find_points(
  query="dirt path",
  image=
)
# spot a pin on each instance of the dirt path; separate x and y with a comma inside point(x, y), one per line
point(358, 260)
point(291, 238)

○ ○ ○ ○

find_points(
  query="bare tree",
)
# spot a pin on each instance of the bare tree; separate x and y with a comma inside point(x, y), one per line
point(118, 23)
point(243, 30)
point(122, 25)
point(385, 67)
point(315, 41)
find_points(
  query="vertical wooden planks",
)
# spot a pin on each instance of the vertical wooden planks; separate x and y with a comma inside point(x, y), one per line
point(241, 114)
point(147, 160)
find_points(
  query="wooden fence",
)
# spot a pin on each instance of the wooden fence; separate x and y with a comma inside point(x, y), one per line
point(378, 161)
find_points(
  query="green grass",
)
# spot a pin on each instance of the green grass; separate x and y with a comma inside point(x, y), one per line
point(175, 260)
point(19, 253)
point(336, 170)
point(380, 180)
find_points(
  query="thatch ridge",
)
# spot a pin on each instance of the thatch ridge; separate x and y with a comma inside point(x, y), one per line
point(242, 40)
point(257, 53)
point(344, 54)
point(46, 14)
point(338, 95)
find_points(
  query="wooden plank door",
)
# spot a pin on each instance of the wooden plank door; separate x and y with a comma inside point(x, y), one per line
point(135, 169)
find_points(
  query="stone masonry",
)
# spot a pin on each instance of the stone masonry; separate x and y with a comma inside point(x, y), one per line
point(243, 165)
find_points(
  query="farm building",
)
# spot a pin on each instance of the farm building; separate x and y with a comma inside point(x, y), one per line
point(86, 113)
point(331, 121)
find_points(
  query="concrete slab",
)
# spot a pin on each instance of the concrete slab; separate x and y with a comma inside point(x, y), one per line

○ ○ ○ ○

• BRIEF
The answer should consist of all lines from the records above that hold the word "concrete".

• COMPLETED TASK
  query="concrete slab",
# spot a pin on each instance of the concrete slab; separate x and y with a comma inside point(x, y), one per line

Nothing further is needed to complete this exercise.